_SET EXERCISE_
Take the entries below and reproduce them word for word.

━━ GIVEN INFORMATION

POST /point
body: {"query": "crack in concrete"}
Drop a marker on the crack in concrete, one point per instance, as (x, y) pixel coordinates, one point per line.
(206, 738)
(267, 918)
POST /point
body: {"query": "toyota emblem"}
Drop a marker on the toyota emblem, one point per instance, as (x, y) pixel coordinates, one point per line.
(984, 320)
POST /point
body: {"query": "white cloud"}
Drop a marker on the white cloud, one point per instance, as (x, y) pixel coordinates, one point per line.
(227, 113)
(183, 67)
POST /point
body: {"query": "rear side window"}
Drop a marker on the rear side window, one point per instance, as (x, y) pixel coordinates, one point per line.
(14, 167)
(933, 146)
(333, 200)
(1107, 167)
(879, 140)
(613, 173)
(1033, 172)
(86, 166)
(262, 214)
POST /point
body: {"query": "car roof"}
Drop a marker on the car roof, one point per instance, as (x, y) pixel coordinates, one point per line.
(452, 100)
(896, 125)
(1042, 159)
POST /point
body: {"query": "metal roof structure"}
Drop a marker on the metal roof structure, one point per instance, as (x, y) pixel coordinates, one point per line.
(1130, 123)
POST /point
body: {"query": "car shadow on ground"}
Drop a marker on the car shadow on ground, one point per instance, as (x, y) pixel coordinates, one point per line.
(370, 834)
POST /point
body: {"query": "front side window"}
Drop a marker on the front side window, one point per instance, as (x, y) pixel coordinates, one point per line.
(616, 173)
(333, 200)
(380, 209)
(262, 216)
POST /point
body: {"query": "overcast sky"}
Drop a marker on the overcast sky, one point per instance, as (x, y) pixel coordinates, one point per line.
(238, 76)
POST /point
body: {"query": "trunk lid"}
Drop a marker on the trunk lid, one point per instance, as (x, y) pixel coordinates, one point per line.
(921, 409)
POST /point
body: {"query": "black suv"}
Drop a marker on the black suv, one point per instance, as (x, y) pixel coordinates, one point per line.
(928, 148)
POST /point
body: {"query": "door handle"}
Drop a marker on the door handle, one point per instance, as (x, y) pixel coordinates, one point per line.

━━━━

_COMPLETE OUTPUT_
POST /point
body: {"query": "crack in concrete"}
Drop a marker on the crack in concrete, one point per instance, as (x, y) pixel coordinates, one point per line.
(206, 738)
(267, 918)
POST /point
body: {"query": "toyota emblem"}
Drop a marker on the toyota emblem, one point per instance, as (x, y) pixel coordinates, one point per line.
(984, 320)
POST /point
body: {"query": "white cloud"}
Drop a marker on the white cloud, one point per instance, as (x, y) pixel coordinates, one point per line.
(227, 113)
(183, 67)
POST /point
body: {"query": "rear side window"}
Drop a marker on the rear side window, one point per instance, as (x, y) pixel coordinates, one point per line.
(14, 167)
(933, 146)
(333, 200)
(1107, 167)
(879, 140)
(613, 173)
(1033, 172)
(86, 166)
(262, 214)
POST /point
body: {"query": "car roof"}
Drop a marker on the car roof, one point per instance, as (x, y) pixel coordinates, one point per line.
(452, 100)
(896, 125)
(1042, 159)
POST /point
body: {"query": "metal roof structure"}
Drop a marker on the metal roof structure, one point per instance, as (x, y) pixel coordinates, one point per line.
(1130, 123)
POST /point
body: {"query": "car shadow on ground"}
Drop a marker on the car shadow on ground, one point per instance, as (x, y) pixel coordinates, one point per line.
(370, 834)
POST /point
body: {"query": "front side window"}
Drop a marker on the front side window, one point per instance, as (x, y) pixel coordinates, one point per line.
(616, 173)
(333, 200)
(380, 209)
(262, 216)
POST /point
body: {"query": "overcast sky"}
Drop a marker on the overcast sky, one point per instance, as (x, y) pixel coordinates, one point per line.
(238, 76)
POST /point
body: {"query": "trunk lid"}
Drop a marker on the trunk lid, one point per instance, as (x, y) pixel coordinates, one point per line.
(921, 409)
POST /point
body: {"query": "black suv"}
Drop a marker on the black suv, one point per instance, as (x, y) pixel coordinates, one point per line.
(928, 148)
POST /point
body: {"query": "door handle"}
Drop a marker on the door handle, one point per instance, as (x, y) pixel coordinates, one point per line.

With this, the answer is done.